── Information shown

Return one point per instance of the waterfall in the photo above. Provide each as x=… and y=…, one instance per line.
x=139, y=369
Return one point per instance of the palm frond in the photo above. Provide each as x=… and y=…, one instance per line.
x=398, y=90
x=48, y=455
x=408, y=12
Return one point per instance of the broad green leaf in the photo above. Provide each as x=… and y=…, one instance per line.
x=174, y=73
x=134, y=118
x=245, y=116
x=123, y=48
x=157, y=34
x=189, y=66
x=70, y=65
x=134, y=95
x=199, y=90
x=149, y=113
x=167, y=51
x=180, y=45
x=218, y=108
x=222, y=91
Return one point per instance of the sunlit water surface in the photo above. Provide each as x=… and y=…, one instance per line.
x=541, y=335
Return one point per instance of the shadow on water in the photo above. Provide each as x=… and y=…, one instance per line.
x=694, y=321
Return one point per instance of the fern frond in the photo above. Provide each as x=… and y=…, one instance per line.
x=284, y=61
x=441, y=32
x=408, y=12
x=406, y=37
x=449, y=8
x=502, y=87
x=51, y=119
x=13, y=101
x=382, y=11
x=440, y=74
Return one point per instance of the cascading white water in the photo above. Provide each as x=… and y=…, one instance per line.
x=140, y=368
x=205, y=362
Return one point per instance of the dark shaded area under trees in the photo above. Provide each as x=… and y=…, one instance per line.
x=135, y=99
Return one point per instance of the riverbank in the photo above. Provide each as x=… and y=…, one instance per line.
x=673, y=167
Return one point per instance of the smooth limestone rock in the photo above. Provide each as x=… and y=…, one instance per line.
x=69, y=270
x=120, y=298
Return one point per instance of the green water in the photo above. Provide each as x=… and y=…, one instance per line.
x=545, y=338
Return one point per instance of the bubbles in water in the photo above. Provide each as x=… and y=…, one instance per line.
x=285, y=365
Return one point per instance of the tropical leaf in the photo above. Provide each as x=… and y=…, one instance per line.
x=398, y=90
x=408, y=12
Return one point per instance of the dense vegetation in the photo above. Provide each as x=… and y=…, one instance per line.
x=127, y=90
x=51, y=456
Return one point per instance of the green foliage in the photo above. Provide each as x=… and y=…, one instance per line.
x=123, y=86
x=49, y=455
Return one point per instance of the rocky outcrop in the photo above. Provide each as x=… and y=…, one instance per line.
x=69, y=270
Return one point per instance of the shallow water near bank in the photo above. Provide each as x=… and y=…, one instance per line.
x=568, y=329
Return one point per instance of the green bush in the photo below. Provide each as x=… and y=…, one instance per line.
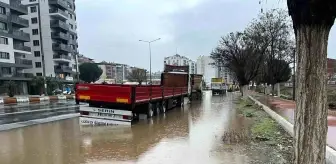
x=11, y=88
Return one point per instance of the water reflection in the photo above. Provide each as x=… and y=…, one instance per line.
x=189, y=135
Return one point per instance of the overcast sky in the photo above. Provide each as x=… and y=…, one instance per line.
x=110, y=29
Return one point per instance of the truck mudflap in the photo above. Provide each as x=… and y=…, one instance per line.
x=103, y=116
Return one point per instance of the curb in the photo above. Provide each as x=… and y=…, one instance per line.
x=14, y=100
x=330, y=153
x=37, y=121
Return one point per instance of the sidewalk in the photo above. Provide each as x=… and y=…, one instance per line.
x=33, y=98
x=286, y=108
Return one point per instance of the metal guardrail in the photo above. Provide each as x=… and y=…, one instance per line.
x=62, y=57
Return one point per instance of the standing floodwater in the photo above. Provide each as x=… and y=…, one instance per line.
x=189, y=135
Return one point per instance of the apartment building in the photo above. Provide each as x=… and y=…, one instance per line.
x=179, y=60
x=84, y=59
x=14, y=55
x=52, y=27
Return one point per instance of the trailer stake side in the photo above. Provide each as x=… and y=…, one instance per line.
x=113, y=104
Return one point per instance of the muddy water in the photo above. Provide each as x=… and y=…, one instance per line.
x=189, y=135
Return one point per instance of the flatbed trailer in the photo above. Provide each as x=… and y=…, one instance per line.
x=122, y=104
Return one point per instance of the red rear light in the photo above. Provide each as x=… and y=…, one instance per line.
x=83, y=88
x=84, y=113
x=127, y=117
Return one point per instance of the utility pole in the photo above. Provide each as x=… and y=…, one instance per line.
x=42, y=51
x=150, y=57
x=294, y=79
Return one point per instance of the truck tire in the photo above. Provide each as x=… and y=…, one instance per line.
x=150, y=112
x=157, y=109
x=163, y=107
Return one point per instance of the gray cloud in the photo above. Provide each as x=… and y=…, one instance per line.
x=110, y=29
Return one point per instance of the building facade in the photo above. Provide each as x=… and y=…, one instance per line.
x=14, y=55
x=52, y=27
x=179, y=60
x=205, y=68
x=83, y=59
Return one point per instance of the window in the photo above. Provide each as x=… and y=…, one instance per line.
x=69, y=5
x=6, y=70
x=37, y=53
x=3, y=40
x=33, y=9
x=71, y=26
x=35, y=31
x=38, y=65
x=3, y=26
x=36, y=42
x=34, y=20
x=4, y=55
x=2, y=10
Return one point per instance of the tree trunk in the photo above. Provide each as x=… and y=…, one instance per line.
x=278, y=89
x=244, y=90
x=310, y=126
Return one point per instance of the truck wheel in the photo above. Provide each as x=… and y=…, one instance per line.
x=150, y=112
x=163, y=107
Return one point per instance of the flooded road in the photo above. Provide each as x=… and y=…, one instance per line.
x=189, y=135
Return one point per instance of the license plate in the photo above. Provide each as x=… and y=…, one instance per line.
x=106, y=115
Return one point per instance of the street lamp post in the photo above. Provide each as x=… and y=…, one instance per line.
x=150, y=57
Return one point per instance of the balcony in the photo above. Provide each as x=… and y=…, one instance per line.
x=16, y=76
x=63, y=69
x=60, y=35
x=20, y=22
x=59, y=3
x=73, y=42
x=59, y=25
x=23, y=63
x=61, y=47
x=21, y=48
x=18, y=7
x=57, y=13
x=63, y=58
x=20, y=35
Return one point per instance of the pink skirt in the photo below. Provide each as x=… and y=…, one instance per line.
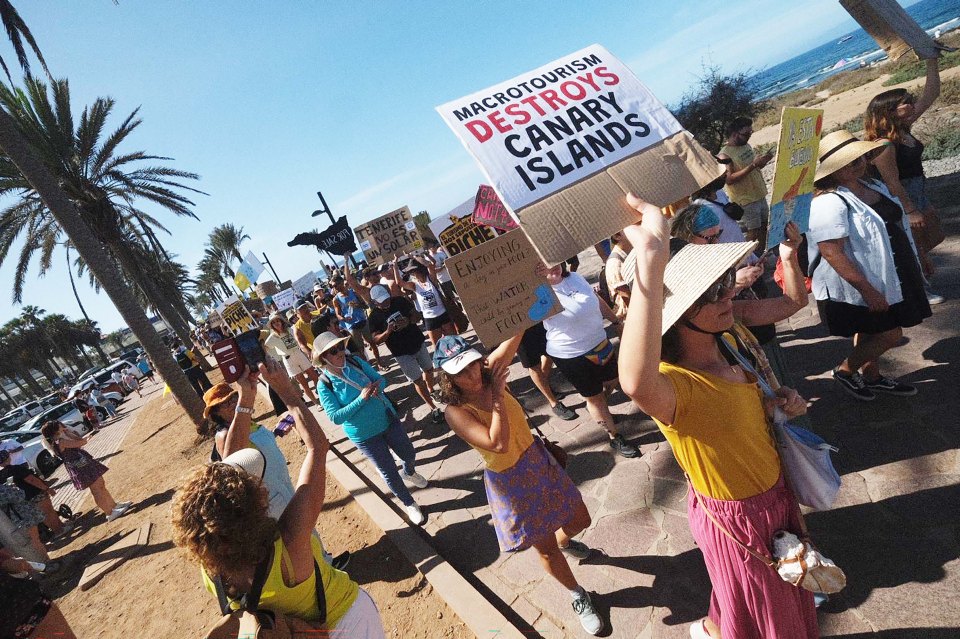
x=749, y=599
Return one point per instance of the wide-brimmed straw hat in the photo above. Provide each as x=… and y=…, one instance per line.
x=840, y=148
x=324, y=342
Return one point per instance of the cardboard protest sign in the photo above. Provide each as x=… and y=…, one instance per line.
x=795, y=165
x=893, y=28
x=562, y=144
x=303, y=286
x=388, y=236
x=499, y=288
x=490, y=211
x=284, y=299
x=236, y=316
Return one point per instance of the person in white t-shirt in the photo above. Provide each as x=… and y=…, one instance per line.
x=578, y=345
x=429, y=298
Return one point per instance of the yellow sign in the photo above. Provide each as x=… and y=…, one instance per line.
x=795, y=166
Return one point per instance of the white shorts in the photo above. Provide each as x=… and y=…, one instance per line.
x=414, y=366
x=362, y=621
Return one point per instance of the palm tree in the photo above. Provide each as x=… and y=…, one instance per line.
x=63, y=211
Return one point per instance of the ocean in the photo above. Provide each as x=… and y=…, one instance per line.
x=847, y=52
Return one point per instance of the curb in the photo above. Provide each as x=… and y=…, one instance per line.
x=480, y=616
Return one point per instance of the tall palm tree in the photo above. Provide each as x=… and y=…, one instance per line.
x=68, y=216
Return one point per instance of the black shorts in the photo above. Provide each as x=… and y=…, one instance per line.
x=436, y=323
x=533, y=346
x=587, y=378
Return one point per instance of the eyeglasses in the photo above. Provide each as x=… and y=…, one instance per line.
x=726, y=283
x=711, y=239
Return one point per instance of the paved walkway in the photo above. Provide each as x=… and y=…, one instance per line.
x=894, y=529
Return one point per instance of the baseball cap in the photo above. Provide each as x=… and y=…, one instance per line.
x=453, y=354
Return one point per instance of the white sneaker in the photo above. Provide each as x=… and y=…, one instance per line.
x=416, y=479
x=417, y=518
x=589, y=618
x=119, y=511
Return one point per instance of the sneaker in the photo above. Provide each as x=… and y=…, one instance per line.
x=577, y=550
x=341, y=561
x=417, y=518
x=890, y=387
x=415, y=478
x=119, y=511
x=589, y=618
x=563, y=412
x=623, y=447
x=854, y=385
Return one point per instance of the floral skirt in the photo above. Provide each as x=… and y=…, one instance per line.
x=530, y=500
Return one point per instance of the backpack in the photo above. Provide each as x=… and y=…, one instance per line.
x=251, y=622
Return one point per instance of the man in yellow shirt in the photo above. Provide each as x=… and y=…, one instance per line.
x=745, y=184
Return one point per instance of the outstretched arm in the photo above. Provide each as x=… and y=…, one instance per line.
x=639, y=363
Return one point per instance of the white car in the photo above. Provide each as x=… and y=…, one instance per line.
x=41, y=460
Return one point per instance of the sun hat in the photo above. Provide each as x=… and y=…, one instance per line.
x=840, y=148
x=692, y=270
x=453, y=354
x=216, y=395
x=249, y=460
x=379, y=293
x=325, y=341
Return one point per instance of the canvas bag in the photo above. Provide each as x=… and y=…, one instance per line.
x=804, y=456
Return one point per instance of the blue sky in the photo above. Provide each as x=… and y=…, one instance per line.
x=271, y=101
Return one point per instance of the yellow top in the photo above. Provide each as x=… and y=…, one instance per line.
x=300, y=601
x=720, y=436
x=518, y=440
x=751, y=188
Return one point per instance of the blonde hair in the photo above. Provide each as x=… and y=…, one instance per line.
x=219, y=518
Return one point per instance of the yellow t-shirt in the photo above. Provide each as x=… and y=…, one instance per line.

────

§ **Given exercise**: Rewrite the rows from the first one through the line holding "x=440, y=74", inclusive, with "photo" changed to "image" and nothing else altered. Return only those lines.

§ **Response below**:
Return one point per instance of the waterfall in the image above. Provide each as x=… and y=…, one instance per line.
x=139, y=369
Return one point per instance of the palm frond in the image above. Provide each as x=… and y=…, one instance per line.
x=398, y=90
x=48, y=455
x=408, y=12
Return one point per instance of the broad green leaf in the image above. Provide each as x=… and y=…, one instance per line.
x=174, y=73
x=134, y=118
x=245, y=116
x=123, y=48
x=157, y=34
x=189, y=66
x=70, y=65
x=134, y=95
x=199, y=90
x=149, y=113
x=167, y=51
x=180, y=45
x=218, y=108
x=222, y=91
Return one point per instance of the sunlit water surface in the image above. Provide each as x=… and y=…, one instance per line.
x=541, y=335
Return one point per instance of the shadow on water in the image above. Provide each as x=… and y=…, one instance per line.
x=694, y=321
Return one point per instance of the fern frond in the image above. Provide each as x=… and y=…, one instance per line.
x=284, y=61
x=441, y=32
x=408, y=12
x=406, y=37
x=449, y=8
x=502, y=87
x=51, y=119
x=13, y=101
x=382, y=11
x=440, y=74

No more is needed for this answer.